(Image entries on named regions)
......

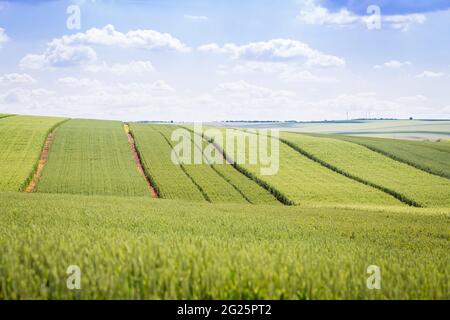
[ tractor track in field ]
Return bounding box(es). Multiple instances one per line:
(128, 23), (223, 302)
(125, 125), (159, 198)
(25, 129), (56, 193)
(180, 126), (295, 206)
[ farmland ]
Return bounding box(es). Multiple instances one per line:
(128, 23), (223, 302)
(282, 133), (450, 207)
(36, 120), (150, 196)
(326, 135), (450, 179)
(0, 193), (450, 299)
(131, 125), (277, 204)
(209, 131), (402, 206)
(0, 116), (64, 191)
(0, 116), (450, 300)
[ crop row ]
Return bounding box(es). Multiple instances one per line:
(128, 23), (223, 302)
(36, 120), (149, 196)
(0, 193), (450, 300)
(326, 135), (450, 179)
(0, 116), (64, 191)
(282, 133), (450, 207)
(210, 131), (402, 206)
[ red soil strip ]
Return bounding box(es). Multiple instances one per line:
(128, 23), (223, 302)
(127, 132), (158, 198)
(25, 131), (55, 193)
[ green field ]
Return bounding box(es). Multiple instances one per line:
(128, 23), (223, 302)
(130, 124), (205, 201)
(131, 125), (277, 204)
(36, 120), (151, 196)
(0, 116), (450, 300)
(221, 120), (450, 141)
(281, 133), (450, 207)
(213, 131), (402, 206)
(326, 135), (450, 179)
(0, 116), (64, 191)
(0, 194), (450, 299)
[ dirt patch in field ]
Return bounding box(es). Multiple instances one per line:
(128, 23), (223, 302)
(25, 131), (55, 193)
(125, 128), (158, 198)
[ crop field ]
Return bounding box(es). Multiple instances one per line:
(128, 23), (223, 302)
(221, 120), (450, 141)
(131, 125), (278, 204)
(212, 131), (402, 206)
(281, 133), (450, 207)
(0, 116), (450, 300)
(36, 120), (151, 196)
(333, 135), (450, 179)
(0, 193), (450, 299)
(130, 124), (205, 201)
(0, 116), (64, 191)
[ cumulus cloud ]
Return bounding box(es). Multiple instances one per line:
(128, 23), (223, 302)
(19, 42), (97, 69)
(297, 0), (426, 31)
(56, 24), (190, 52)
(184, 14), (208, 21)
(58, 77), (102, 88)
(0, 28), (9, 48)
(85, 60), (155, 76)
(416, 70), (445, 78)
(20, 24), (190, 69)
(374, 60), (412, 69)
(397, 94), (428, 102)
(0, 73), (36, 84)
(219, 61), (336, 83)
(198, 39), (345, 67)
(215, 80), (295, 98)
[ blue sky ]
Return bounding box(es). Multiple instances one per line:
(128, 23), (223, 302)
(0, 0), (450, 121)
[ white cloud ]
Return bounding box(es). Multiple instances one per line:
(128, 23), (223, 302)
(215, 80), (295, 98)
(85, 60), (155, 75)
(0, 28), (9, 48)
(19, 42), (97, 69)
(20, 24), (190, 69)
(219, 61), (336, 82)
(297, 0), (426, 31)
(398, 94), (428, 102)
(184, 14), (208, 21)
(416, 70), (445, 78)
(198, 39), (345, 67)
(383, 14), (427, 31)
(58, 77), (102, 88)
(374, 60), (412, 69)
(0, 73), (36, 84)
(118, 80), (175, 94)
(56, 24), (190, 52)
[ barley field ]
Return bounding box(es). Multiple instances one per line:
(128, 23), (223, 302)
(0, 116), (64, 191)
(0, 116), (450, 300)
(36, 120), (150, 196)
(282, 133), (450, 207)
(0, 194), (450, 299)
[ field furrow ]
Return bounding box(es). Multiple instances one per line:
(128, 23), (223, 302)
(281, 133), (450, 207)
(130, 123), (205, 201)
(213, 131), (404, 206)
(36, 120), (151, 196)
(156, 125), (248, 203)
(0, 116), (64, 191)
(326, 135), (450, 179)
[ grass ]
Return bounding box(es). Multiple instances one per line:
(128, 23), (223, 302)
(0, 116), (64, 191)
(0, 193), (450, 299)
(282, 133), (450, 207)
(333, 135), (450, 179)
(36, 120), (151, 196)
(178, 127), (280, 204)
(130, 123), (205, 201)
(213, 131), (402, 206)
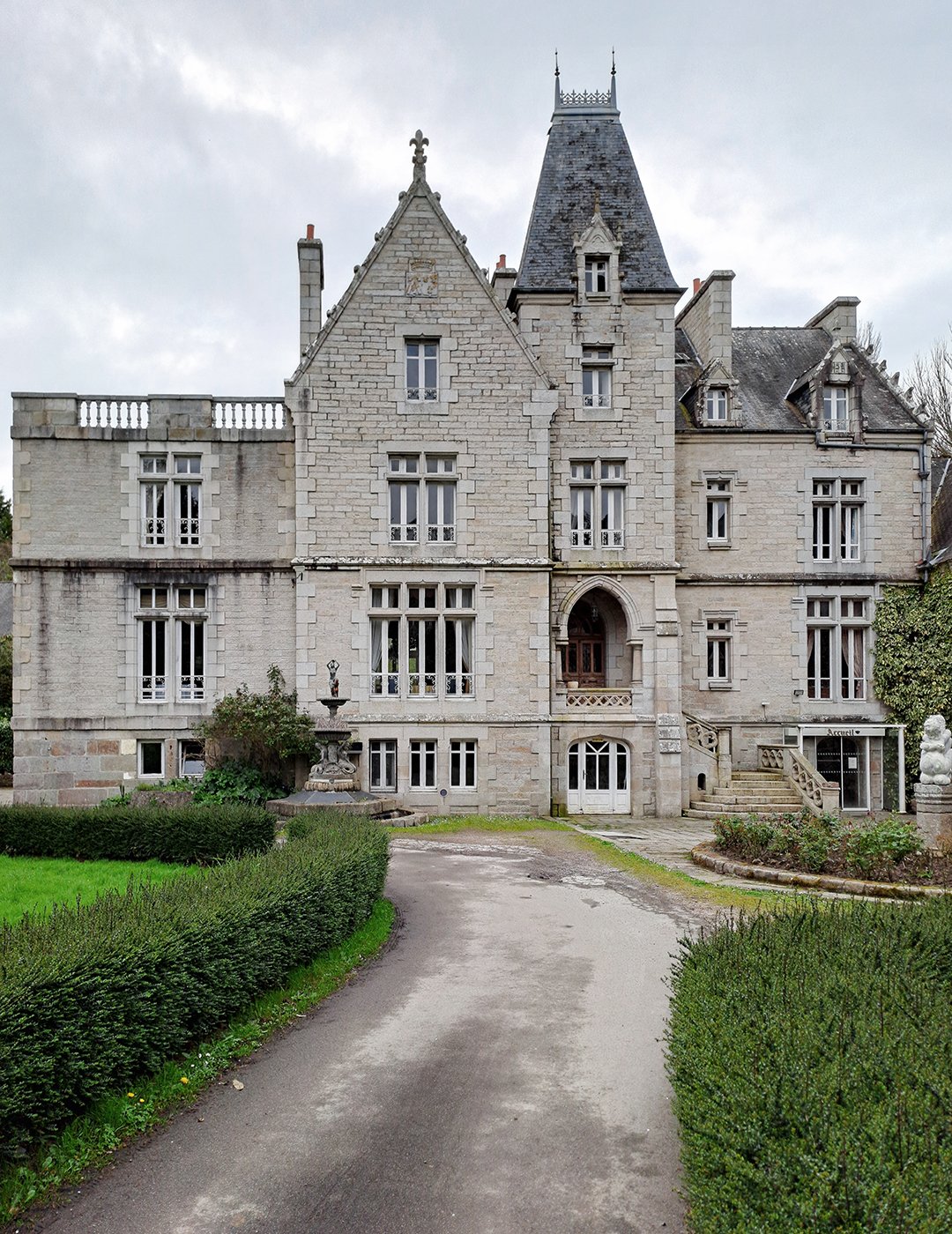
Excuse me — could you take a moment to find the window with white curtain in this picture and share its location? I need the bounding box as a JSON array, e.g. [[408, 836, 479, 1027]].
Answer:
[[369, 584, 475, 698]]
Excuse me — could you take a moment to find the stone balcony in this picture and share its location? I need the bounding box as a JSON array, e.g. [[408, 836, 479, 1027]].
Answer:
[[11, 394, 294, 438]]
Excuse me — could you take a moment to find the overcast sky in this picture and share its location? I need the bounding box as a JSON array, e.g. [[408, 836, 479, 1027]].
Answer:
[[0, 0, 952, 493]]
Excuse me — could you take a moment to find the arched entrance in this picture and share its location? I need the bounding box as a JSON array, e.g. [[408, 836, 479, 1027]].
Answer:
[[567, 738, 631, 814]]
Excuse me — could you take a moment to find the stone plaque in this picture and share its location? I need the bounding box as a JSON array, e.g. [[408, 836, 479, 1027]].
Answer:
[[406, 256, 438, 300]]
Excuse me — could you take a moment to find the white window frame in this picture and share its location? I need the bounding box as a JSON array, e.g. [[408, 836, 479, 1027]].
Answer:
[[569, 457, 628, 550], [582, 346, 614, 407], [823, 385, 852, 433], [404, 337, 440, 402], [703, 386, 730, 425], [136, 737, 166, 780], [138, 453, 203, 548], [367, 737, 398, 792], [811, 476, 866, 562], [703, 475, 733, 548], [450, 738, 478, 789], [410, 738, 438, 789], [136, 583, 209, 703], [585, 253, 611, 296], [386, 450, 459, 544], [178, 737, 205, 780], [368, 583, 477, 700], [807, 595, 873, 702], [703, 616, 733, 690]]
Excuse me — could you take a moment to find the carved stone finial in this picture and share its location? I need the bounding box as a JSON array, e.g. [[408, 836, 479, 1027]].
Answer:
[[919, 716, 952, 784], [410, 129, 429, 180]]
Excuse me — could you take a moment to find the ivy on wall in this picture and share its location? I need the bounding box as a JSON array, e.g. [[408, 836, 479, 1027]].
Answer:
[[873, 568, 952, 740]]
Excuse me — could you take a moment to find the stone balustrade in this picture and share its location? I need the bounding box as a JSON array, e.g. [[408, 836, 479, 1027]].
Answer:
[[12, 394, 292, 437], [566, 690, 631, 710], [757, 746, 840, 814]]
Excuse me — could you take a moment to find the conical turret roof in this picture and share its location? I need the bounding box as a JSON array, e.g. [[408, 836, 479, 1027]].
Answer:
[[515, 69, 681, 293]]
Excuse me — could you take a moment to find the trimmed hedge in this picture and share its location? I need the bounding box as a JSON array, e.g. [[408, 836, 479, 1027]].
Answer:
[[0, 805, 274, 865], [0, 812, 388, 1147], [666, 900, 952, 1234]]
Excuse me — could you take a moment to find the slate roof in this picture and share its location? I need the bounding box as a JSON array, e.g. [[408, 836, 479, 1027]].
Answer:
[[515, 105, 679, 293], [675, 326, 922, 433]]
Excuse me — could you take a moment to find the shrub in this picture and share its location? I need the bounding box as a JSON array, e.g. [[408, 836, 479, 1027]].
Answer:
[[844, 814, 922, 879], [194, 664, 317, 784], [0, 812, 388, 1145], [0, 805, 274, 864], [666, 898, 952, 1234]]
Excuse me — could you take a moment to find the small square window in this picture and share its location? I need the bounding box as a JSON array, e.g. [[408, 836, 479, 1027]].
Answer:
[[178, 587, 205, 608], [179, 740, 205, 778], [585, 256, 609, 296], [703, 386, 727, 423], [370, 587, 400, 608], [138, 741, 166, 778]]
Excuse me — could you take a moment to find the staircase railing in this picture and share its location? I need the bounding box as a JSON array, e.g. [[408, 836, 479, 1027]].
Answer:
[[757, 746, 840, 814], [684, 710, 733, 789]]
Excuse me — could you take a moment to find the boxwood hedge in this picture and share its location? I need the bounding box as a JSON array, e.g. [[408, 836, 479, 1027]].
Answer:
[[0, 814, 388, 1148], [668, 898, 952, 1234], [0, 805, 274, 865]]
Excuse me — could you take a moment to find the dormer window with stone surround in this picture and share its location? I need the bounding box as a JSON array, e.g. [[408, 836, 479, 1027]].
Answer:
[[703, 386, 730, 425], [585, 256, 609, 296], [823, 385, 850, 433], [582, 346, 613, 407]]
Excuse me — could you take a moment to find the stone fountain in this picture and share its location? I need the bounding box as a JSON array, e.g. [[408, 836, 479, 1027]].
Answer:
[[268, 660, 397, 815]]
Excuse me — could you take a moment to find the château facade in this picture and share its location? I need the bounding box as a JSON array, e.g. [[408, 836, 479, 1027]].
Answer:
[[12, 71, 930, 815]]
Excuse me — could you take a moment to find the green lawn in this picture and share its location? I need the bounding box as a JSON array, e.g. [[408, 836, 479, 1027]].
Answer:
[[0, 854, 197, 923]]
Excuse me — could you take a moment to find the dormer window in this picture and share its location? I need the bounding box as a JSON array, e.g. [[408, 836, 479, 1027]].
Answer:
[[585, 256, 609, 296], [703, 386, 727, 425], [823, 385, 850, 433]]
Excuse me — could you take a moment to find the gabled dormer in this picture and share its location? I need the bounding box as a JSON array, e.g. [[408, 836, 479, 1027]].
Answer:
[[786, 340, 866, 442], [572, 197, 621, 305], [694, 361, 743, 428]]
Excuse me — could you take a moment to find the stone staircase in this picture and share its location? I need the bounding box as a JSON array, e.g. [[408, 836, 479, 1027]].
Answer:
[[684, 771, 804, 818]]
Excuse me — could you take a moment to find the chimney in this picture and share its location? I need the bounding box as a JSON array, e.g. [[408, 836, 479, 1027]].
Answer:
[[677, 271, 733, 374], [298, 223, 324, 355], [492, 253, 518, 308], [807, 296, 859, 343]]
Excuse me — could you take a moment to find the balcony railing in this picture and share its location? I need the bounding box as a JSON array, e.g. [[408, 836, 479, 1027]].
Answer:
[[566, 690, 631, 709]]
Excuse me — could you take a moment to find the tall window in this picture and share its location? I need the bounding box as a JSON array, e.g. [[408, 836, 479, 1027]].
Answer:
[[138, 586, 207, 702], [139, 454, 201, 548], [823, 385, 850, 433], [706, 617, 733, 688], [706, 475, 731, 546], [410, 741, 435, 789], [813, 478, 863, 561], [582, 346, 611, 407], [585, 256, 609, 296], [367, 737, 397, 792], [406, 338, 440, 402], [450, 741, 477, 789], [388, 454, 457, 544], [703, 386, 727, 425], [807, 596, 869, 700], [370, 584, 475, 698], [569, 459, 625, 548]]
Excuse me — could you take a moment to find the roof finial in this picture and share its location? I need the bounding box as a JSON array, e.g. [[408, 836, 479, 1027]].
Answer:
[[410, 129, 429, 180]]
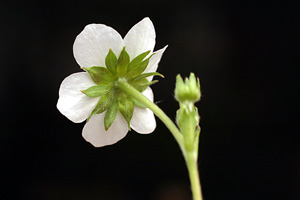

......

What the task asks ->
Copy out the lines starting with the line with "find the arched" and going on through the line with "[[406, 256, 438, 300]]", swapping "Excuse me" for "Pardon me" and changing nothing else.

Correct result ->
Pardon me — could you take a moment to find the arched entrance in this picture and share its location? I need the bounding box as a JSON array, e.g. [[408, 836, 479, 1027]].
Answer:
[[567, 738, 631, 814]]
Pardon me — could you take a moment to find the stone plaque in this picture and share its location? I need the bounding box as a JSON array, e.g. [[408, 836, 479, 1027]].
Answer:
[[406, 256, 438, 300]]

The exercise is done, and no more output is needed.